*作業内容*
**a.** さぐぱんのインタビューによると、アルバム名『さぐわん』にはどのような意味がありますか。
**b.** さぐぱんのインタビューのうち、「さぐぱん そうですね(笑)。」から「さぐぱん その通りです、それ以上も以下も何もないです(笑)。」までのすべてを、一字一句変えずに書き写してください。

*文書の抜粋*
さぐぱん 「牧島 輝」は俳優としての名前として使った方がいいんじゃないかという話から、アーティスト名を別に考えよういうことになりまして。いろいろ考える中、カッコつける感じのスタイリッシュな名前が多かったので、恥ずかしくて。最終的にもっとゆるい感じの、ゆるキャラみたいな名前がいいんじゃないかということで、さぐぱんになりました。くまモンと一緒ですね。
 
──ゆるいテイストの名前がいい、というぐらいのゆるい理由だったんですね。
 
さぐぱん そうですね(笑)。僕、動物が好きなんで、さぐぱんのぱんはパンダのパンです。嘘ですけど(笑)。僕もいろいろ候補を出したんだけど全部却下されちゃって、さぐぱんだけ唯一通ったっていうだけなんですよ(笑)。
 
──じゃあ今回のアルバム名『さぐわん』は、さぐぱんが出す初めてのアルバムという意味なんですか?
 
さぐぱん その通りです、それ以上も以下も何もないです(笑)。
 
──そんなかわいらしい響きとは対照的に、曲の方は割とシリアスというか、MVもやや暗めな感じですよね。

*未加工の記録*
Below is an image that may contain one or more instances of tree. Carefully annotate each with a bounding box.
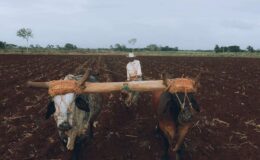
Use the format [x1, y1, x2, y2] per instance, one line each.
[146, 44, 159, 51]
[16, 28, 33, 52]
[246, 46, 255, 52]
[228, 46, 241, 52]
[0, 41, 6, 49]
[64, 43, 77, 50]
[214, 45, 221, 53]
[128, 38, 137, 52]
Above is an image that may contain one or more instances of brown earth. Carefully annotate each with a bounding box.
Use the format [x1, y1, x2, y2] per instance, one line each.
[0, 55, 260, 160]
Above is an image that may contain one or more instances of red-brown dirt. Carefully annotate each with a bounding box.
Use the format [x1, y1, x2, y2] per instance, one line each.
[0, 55, 260, 160]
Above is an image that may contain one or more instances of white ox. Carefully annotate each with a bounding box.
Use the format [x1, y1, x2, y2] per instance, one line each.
[46, 75, 102, 159]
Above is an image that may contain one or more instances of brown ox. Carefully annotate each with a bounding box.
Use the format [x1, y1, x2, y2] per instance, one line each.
[152, 91, 200, 160]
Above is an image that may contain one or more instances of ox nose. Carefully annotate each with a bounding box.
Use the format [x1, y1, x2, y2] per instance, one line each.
[59, 122, 72, 131]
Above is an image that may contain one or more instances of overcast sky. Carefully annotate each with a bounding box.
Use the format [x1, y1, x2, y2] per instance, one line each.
[0, 0, 260, 49]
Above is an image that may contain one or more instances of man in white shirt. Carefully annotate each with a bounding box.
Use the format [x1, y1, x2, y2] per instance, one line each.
[125, 53, 142, 106]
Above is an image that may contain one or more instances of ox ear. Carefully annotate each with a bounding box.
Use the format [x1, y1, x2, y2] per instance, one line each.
[75, 95, 90, 112]
[45, 101, 56, 119]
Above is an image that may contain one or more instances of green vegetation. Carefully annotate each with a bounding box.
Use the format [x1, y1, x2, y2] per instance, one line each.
[0, 28, 260, 57]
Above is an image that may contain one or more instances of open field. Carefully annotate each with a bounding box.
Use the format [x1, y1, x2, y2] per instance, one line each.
[0, 55, 260, 160]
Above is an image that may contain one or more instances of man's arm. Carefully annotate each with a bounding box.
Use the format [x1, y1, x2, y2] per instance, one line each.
[137, 61, 142, 76]
[126, 64, 130, 81]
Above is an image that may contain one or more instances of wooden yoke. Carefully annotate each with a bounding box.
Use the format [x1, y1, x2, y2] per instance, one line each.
[27, 78, 196, 96]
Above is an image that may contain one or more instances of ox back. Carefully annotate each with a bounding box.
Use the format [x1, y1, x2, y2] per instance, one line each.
[46, 75, 102, 159]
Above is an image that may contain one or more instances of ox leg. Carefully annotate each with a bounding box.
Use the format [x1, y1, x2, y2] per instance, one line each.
[72, 138, 83, 160]
[162, 135, 170, 160]
[89, 122, 94, 139]
[173, 123, 191, 151]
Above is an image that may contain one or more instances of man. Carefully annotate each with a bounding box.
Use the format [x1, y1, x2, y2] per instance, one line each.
[125, 52, 142, 106]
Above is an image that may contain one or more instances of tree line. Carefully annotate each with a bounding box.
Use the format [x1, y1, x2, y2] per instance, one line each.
[214, 45, 255, 53]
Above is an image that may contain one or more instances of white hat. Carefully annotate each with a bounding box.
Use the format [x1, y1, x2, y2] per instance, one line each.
[127, 52, 135, 58]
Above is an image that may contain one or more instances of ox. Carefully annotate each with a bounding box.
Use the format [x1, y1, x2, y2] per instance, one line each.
[152, 91, 200, 160]
[46, 75, 102, 160]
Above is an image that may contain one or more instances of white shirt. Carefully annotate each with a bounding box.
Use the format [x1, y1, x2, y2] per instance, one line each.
[126, 60, 142, 81]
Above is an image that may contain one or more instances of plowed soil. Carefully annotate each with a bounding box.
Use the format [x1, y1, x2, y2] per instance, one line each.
[0, 55, 260, 160]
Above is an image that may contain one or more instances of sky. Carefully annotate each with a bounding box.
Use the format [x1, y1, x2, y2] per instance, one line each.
[0, 0, 260, 49]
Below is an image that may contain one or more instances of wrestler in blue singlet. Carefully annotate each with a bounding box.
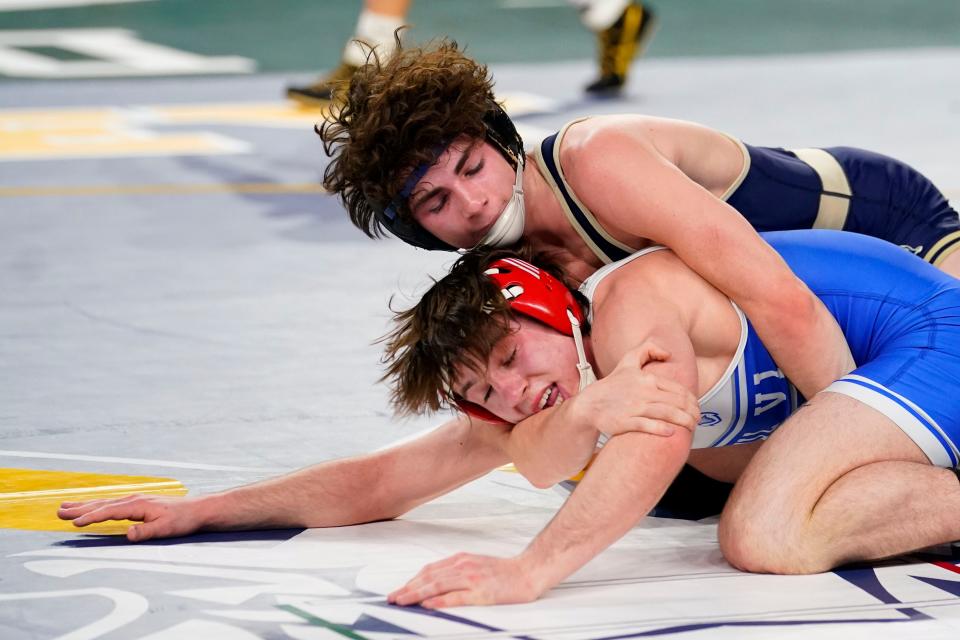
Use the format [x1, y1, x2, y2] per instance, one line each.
[581, 230, 960, 468]
[535, 121, 960, 265]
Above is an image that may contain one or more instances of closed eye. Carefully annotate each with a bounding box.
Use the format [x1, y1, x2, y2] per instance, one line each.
[427, 193, 447, 213]
[464, 160, 483, 176]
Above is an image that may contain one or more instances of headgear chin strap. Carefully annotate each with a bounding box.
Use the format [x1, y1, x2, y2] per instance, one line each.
[451, 258, 597, 424]
[474, 159, 527, 249]
[373, 96, 525, 251]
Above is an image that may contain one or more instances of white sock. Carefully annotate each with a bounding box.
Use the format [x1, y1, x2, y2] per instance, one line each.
[568, 0, 630, 31]
[343, 10, 405, 67]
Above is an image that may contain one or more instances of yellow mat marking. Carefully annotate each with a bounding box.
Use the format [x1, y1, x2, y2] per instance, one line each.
[0, 103, 323, 160]
[0, 182, 327, 198]
[0, 468, 187, 534]
[0, 93, 554, 161]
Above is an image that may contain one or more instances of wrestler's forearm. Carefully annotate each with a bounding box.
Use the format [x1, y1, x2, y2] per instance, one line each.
[506, 396, 600, 488]
[510, 429, 691, 593]
[198, 418, 508, 530]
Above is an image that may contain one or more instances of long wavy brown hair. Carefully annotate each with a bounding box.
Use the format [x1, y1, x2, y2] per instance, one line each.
[316, 37, 494, 238]
[380, 246, 589, 415]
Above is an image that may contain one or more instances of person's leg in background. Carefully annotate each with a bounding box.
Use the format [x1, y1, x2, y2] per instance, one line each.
[287, 0, 413, 104]
[569, 0, 656, 95]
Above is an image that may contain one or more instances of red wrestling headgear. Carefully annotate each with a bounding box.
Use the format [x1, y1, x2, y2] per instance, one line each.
[452, 258, 594, 424]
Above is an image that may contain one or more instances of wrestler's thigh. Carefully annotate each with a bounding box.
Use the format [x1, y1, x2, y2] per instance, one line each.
[721, 392, 930, 536]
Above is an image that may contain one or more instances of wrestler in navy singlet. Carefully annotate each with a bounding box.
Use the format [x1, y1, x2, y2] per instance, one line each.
[535, 121, 960, 265]
[581, 230, 960, 467]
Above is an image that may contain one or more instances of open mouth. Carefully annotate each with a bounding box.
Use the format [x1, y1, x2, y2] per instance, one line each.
[537, 384, 563, 411]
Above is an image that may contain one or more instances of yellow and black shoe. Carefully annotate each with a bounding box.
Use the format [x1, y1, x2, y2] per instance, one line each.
[584, 2, 657, 95]
[287, 62, 359, 107]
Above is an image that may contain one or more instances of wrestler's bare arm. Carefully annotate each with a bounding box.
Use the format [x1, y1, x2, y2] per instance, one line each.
[507, 252, 696, 487]
[58, 417, 508, 542]
[562, 130, 853, 397]
[389, 268, 697, 607]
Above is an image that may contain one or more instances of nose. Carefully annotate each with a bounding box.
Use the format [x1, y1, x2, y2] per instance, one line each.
[463, 182, 488, 218]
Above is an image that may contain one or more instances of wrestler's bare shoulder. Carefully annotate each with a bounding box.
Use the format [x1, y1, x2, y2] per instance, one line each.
[560, 114, 745, 195]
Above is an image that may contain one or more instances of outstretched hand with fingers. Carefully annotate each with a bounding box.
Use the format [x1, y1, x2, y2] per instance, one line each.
[57, 495, 202, 542]
[387, 553, 543, 609]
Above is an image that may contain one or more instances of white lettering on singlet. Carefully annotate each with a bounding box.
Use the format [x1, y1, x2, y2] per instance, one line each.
[753, 369, 787, 417]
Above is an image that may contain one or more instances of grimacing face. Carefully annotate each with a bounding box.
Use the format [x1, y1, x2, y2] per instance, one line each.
[453, 317, 580, 424]
[409, 136, 516, 249]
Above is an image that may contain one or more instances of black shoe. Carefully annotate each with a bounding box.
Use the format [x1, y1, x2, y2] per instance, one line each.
[584, 2, 657, 95]
[287, 62, 359, 106]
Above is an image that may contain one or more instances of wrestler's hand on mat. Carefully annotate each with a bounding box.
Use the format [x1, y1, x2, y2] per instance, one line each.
[387, 553, 546, 609]
[571, 341, 700, 436]
[57, 495, 202, 542]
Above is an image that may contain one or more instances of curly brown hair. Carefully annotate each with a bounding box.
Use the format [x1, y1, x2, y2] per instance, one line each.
[315, 38, 495, 238]
[380, 245, 589, 415]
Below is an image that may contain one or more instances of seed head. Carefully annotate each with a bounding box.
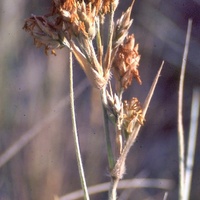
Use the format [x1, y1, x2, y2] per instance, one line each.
[113, 34, 142, 89]
[123, 97, 144, 134]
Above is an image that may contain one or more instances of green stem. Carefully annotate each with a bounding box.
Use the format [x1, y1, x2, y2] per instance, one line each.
[69, 50, 90, 200]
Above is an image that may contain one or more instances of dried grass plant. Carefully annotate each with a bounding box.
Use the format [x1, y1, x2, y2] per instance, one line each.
[0, 0, 195, 200]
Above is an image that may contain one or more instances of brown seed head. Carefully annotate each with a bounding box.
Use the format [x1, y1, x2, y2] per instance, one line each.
[113, 34, 142, 89]
[123, 97, 144, 134]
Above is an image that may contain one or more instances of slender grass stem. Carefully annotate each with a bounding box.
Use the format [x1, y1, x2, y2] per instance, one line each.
[109, 178, 119, 200]
[178, 19, 192, 200]
[69, 51, 90, 200]
[183, 89, 200, 200]
[101, 88, 115, 170]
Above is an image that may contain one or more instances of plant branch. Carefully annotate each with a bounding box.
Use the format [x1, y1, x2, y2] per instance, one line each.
[183, 89, 200, 200]
[178, 19, 192, 200]
[69, 50, 90, 200]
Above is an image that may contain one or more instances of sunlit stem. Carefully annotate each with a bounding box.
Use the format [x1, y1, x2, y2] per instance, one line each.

*回答一覧*
**a.** さぐぱんが出す初めてのアルバムという意味です。

**b.**
さぐぱん そうですね(笑)。僕、動物が好きなんで、さぐぱんのぱんはパンダのパンです。嘘ですけど(笑)。僕もいろいろ候補を出したんだけど全部却下されちゃって、さぐぱんだけ唯一通ったっていうだけなんですよ(笑)。
 
──じゃあ今回のアルバム名『さぐわん』は、さぐぱんが出す初めてのアルバムという意味なんですか?
 
さぐぱん その通りです、それ以上も以下も何もないです(笑)。